What is being asked: An exact copy of all the lines below is required, with every image left out.

Source data:
Start of Block

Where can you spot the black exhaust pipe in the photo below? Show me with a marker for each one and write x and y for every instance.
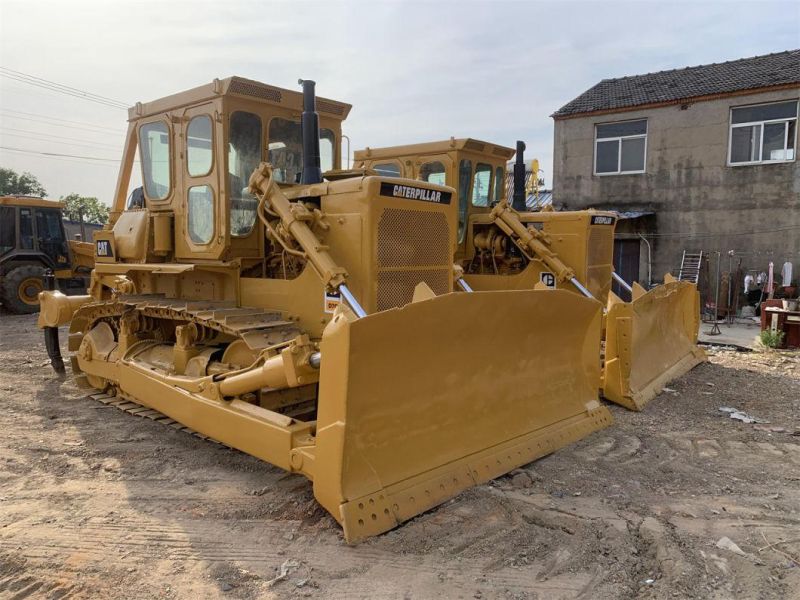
(51, 333)
(518, 201)
(309, 123)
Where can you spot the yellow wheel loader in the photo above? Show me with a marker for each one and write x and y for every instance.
(648, 341)
(310, 321)
(32, 242)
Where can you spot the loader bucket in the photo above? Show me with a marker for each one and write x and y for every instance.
(419, 403)
(650, 341)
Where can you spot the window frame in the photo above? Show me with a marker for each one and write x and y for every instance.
(785, 120)
(188, 148)
(170, 159)
(374, 166)
(263, 147)
(619, 139)
(490, 187)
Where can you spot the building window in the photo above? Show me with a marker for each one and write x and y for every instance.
(763, 133)
(620, 148)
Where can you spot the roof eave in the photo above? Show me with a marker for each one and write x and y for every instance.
(689, 100)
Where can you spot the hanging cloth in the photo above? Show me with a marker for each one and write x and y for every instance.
(770, 279)
(786, 274)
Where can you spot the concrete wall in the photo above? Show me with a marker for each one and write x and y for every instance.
(687, 183)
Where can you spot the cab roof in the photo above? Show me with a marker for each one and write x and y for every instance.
(470, 144)
(241, 87)
(33, 201)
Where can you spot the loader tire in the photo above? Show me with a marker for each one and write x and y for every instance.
(20, 289)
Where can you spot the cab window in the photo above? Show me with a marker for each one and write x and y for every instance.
(8, 226)
(198, 146)
(200, 214)
(464, 179)
(154, 151)
(388, 169)
(244, 155)
(433, 172)
(482, 185)
(26, 228)
(499, 184)
(286, 149)
(51, 235)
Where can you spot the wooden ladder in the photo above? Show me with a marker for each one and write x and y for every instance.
(690, 266)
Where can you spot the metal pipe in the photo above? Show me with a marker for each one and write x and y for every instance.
(51, 342)
(621, 281)
(347, 137)
(309, 125)
(574, 281)
(649, 262)
(518, 199)
(352, 302)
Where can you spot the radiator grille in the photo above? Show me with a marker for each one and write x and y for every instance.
(412, 238)
(413, 246)
(600, 256)
(396, 288)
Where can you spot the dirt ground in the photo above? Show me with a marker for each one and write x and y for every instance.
(97, 503)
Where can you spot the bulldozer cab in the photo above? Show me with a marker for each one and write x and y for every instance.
(197, 150)
(477, 170)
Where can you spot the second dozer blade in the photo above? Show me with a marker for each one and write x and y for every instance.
(650, 341)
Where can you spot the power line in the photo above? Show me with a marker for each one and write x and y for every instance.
(46, 137)
(721, 234)
(61, 88)
(58, 154)
(56, 121)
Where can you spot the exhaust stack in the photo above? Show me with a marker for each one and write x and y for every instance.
(309, 123)
(518, 201)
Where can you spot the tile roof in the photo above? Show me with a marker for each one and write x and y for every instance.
(780, 68)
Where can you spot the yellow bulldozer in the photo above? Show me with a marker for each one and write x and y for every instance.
(649, 340)
(260, 295)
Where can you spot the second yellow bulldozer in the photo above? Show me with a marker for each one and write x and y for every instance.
(649, 340)
(309, 320)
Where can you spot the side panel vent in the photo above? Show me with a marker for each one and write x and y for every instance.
(412, 246)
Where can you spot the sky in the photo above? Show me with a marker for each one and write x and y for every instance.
(413, 71)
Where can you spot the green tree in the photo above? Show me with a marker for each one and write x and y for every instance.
(14, 184)
(93, 210)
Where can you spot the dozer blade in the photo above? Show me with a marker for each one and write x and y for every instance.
(650, 341)
(419, 403)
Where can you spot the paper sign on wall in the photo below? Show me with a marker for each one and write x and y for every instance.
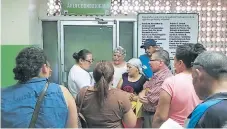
(86, 7)
(169, 30)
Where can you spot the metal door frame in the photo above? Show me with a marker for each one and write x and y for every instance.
(62, 76)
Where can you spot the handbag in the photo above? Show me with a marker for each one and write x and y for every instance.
(82, 123)
(37, 107)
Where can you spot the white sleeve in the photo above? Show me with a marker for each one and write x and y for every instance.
(76, 80)
(82, 80)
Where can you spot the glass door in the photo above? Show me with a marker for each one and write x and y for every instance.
(100, 39)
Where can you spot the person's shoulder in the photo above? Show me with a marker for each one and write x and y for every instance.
(144, 56)
(218, 110)
(118, 92)
(215, 116)
(143, 77)
(6, 91)
(125, 74)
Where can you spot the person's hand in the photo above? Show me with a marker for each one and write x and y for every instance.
(133, 97)
(142, 97)
(142, 94)
(144, 100)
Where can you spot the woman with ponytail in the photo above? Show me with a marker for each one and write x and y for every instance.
(79, 76)
(103, 106)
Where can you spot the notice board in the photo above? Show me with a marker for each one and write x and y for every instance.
(168, 29)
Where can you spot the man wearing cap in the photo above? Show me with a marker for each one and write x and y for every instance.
(209, 75)
(150, 47)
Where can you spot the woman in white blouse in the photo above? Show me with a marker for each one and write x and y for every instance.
(120, 66)
(79, 76)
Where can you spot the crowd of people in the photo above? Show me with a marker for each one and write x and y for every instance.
(196, 92)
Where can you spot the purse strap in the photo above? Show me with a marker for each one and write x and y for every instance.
(37, 107)
(82, 100)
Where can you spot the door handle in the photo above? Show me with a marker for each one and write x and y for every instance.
(64, 77)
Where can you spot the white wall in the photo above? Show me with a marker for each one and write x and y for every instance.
(20, 23)
(14, 22)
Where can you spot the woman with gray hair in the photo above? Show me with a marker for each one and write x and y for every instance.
(132, 81)
(119, 64)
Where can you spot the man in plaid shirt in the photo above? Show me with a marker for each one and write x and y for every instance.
(150, 95)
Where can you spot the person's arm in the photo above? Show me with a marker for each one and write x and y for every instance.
(119, 85)
(162, 111)
(72, 121)
(142, 97)
(80, 80)
(130, 119)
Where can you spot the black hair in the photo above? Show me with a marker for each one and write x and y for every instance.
(188, 53)
(103, 75)
(214, 63)
(81, 55)
(29, 61)
(163, 55)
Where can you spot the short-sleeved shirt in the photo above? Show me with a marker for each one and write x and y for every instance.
(118, 71)
(133, 87)
(146, 66)
(216, 115)
(18, 104)
(110, 115)
(77, 79)
(154, 85)
(183, 96)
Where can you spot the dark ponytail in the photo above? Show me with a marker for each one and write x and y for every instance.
(103, 74)
(188, 53)
(81, 55)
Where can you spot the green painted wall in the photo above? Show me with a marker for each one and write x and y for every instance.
(8, 55)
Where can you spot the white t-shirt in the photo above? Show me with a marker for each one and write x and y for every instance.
(118, 71)
(77, 79)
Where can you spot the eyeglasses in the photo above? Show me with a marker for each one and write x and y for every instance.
(90, 61)
(155, 60)
(195, 63)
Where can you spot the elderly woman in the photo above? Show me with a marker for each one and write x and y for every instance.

End of Block

Answer box:
Where can you spot the black exhaust pipe in the photo below? Show me with a marker for each one and write x and y for every instance.
(51, 333)
(518, 201)
(309, 123)
Where can you spot the yellow wheel loader in the photo above? Show me with a marker for each one and write x and y for every instance.
(648, 341)
(310, 321)
(32, 242)
Where can you spot the loader bucket in the photo above? Show me with a marker for each one and write x and y for every instance.
(419, 403)
(650, 341)
Where can you spot the window frame in the photo above? Show me with a marker for each one and write x and y for every instance.
(785, 120)
(188, 148)
(170, 159)
(374, 166)
(263, 147)
(619, 139)
(490, 187)
Where can you spot the building window in the photo above? Show me with a marker for each one and write x and y for every instance.
(763, 133)
(620, 148)
Where can you spot the roof eave in the photo above? Show me with a marker for each one and write x and y for every instance.
(689, 100)
Where can you spot the hanging cloth in the photo above? Show me with a marker for each one and write x and y for every instance.
(770, 279)
(786, 274)
Where can you spot the concrete wall in the photo above? Show me with a marker for each one and write x and y for every instance.
(687, 183)
Where can you spot the cab roof in the photo above? Show me with a marker for each one and write x and y for every instance.
(470, 144)
(241, 87)
(33, 201)
Where can you spot the loader tire in the photo above? Show me with a marker for each one and write x and y for every instance.
(20, 289)
Where can you spot the cab window in the photo above? Show me with a marker for each one and write x and y for every instance.
(8, 226)
(198, 146)
(200, 214)
(464, 179)
(154, 151)
(388, 169)
(244, 155)
(433, 172)
(482, 185)
(26, 228)
(499, 184)
(286, 149)
(51, 235)
Where can you spot the wooden ladder in the photo above? Show me with a marker for each one and write x and y for every instance.
(690, 266)
Where can you spot the metal pipe in the photo above? Show me with a marker for each one and write x and y for every instance.
(51, 342)
(621, 281)
(347, 137)
(309, 125)
(574, 281)
(649, 262)
(518, 199)
(352, 302)
Where can you spot the radiator grille in the photo above? Show me with a marker for each one and write x and y for every instance.
(412, 238)
(413, 246)
(600, 256)
(396, 288)
Where can you spot the dirt ground in the photo above? Show me with a marker for each one and write x and y for every instance.
(97, 503)
Where can you spot the bulldozer cab in the photo above? Show me with a marker for each one and write x and y for every instance.
(197, 150)
(477, 170)
Where can you spot the second dozer blade in the photo above? Show me with a marker for each one and write x and y for every instance.
(650, 341)
Where can you spot the power line in the photo above? Show me with a marker for each one and write x and y for every instance.
(46, 137)
(721, 234)
(61, 88)
(58, 154)
(56, 121)
Where can you spot the exhaust stack in the photo above? Show me with a marker for each one and write x and y for every instance.
(309, 123)
(518, 201)
Where can you spot the tile roof in the photo above? Show me with a marker for each one and write x and y for every instance.
(780, 68)
Where can you spot the yellow bulldozer in the photo above? Show me with a marker for each one and write x and y for every instance.
(649, 340)
(260, 295)
Where can you spot the second yellow bulldozer in the photo above? Show me with a marker for each one and write x and y for every instance.
(649, 340)
(309, 320)
Where can you spot the side panel vent in the photo above? Show me with a marker for each one and write x and y for every instance.
(412, 246)
Where can you spot the sky in the photo above? Show me with a marker for each one and write x and y for every instance.
(413, 71)
Where can you spot the green tree in the photo above? Show me with a marker for each one and write x and y for every instance.
(14, 184)
(93, 210)
Where can you spot the dozer blade in the photo above? Show me with a marker for each one and write x and y for every instance.
(650, 341)
(419, 403)
Where can you spot the paper sign on wall in the photo below? Show me with a marker for each one and write x and y for every instance.
(86, 7)
(169, 30)
Where can you spot the metal door frame in the photo above? Show me with a marker for each one and write x and y for every instance.
(62, 76)
Where can you spot the handbag in the photo above? Show me with a marker for each one and write x and y for every instance.
(82, 123)
(37, 107)
Where can you spot the white sleeve in the photo above? Show me with a marker for each one and write x and y for every instance.
(76, 80)
(82, 80)
Where can you spot the glass door in the photo above? Show me with a marker for each one and write x and y for every instance.
(100, 39)
Where can you spot the person's shoulder in the photo above? Show me with a marker for each one and write x and y for every instance.
(144, 56)
(218, 110)
(118, 92)
(215, 116)
(143, 77)
(6, 91)
(125, 74)
Where can you spot the person's hand in the photo above? Show me with a marker for each one and write x and y for every instance.
(133, 97)
(142, 97)
(142, 94)
(144, 100)
Where can you spot the woman with ponytail in the photo above? Show me with a marker for each one and write x and y for every instance.
(79, 76)
(103, 106)
Where can you spot the notice board in the photo above? Show me with a marker for each one and write x and y for every instance.
(168, 29)
Where can you spot the man wearing cap in the photo above? Show me with a marker for each one and write x and y for every instance.
(209, 75)
(150, 47)
Where can you spot the woman in white blouse in the photo above? Show me with a marker for each one and write x and y for every instance.
(120, 66)
(79, 76)
Where can you spot the crowd of people in the photo above? Show me with a marker for each one and write x and y for every instance.
(196, 92)
Where can you spot the purse strap in the photo above? Show me with a marker for each one and write x and y for every instance.
(37, 107)
(82, 100)
Where can you spot the door handle in the photo above? Show me with a marker for each one and write x and y for every instance.
(64, 77)
Where can you spot the white wall in the photo above? Show me with a marker for each one and write x and y for every instance.
(20, 23)
(14, 22)
Where can you spot the woman with gray hair in the photo above? Show me with a marker for each one and write x and y for every instance.
(132, 81)
(119, 64)
Where can you spot the man in plaid shirt in the photo above? Show me with a marker for each one and write x and y for every instance.
(150, 95)
Where can you spot the person's arm in the photo above? Show me with a marker for each one and write x and y for every instance.
(119, 85)
(162, 111)
(72, 121)
(142, 97)
(80, 80)
(130, 119)
Where can you spot the black hair in the photo above? Show me with a marker for each one and write x and y for every instance.
(188, 53)
(103, 75)
(214, 63)
(81, 55)
(29, 61)
(163, 55)
Where can you spot the short-sleeved shirt in the photo above? Show me with a marker for each one and write x and y for every instance.
(118, 71)
(133, 87)
(146, 66)
(216, 115)
(18, 104)
(110, 115)
(77, 79)
(154, 85)
(183, 96)
Where can you spot the dark ponytail in the photo above? Show me with a marker for each one and write x and y for every instance.
(103, 74)
(188, 53)
(81, 55)
Where can you spot the green painted wall in the photo above? Show me with a marker for each one and write x and y for every instance.
(8, 55)
Where can you spot the white t-shirt in the photo above? Show me with a marker for each one and write x and y for every instance.
(118, 71)
(77, 79)
Where can you spot the eyeglasses in the photo above? Show me with a marker for each one and write x and y for every instance.
(90, 61)
(155, 60)
(195, 63)
Where can you spot the elderly woman in the photo above? Show me with a marker for each one and write x and y for every instance.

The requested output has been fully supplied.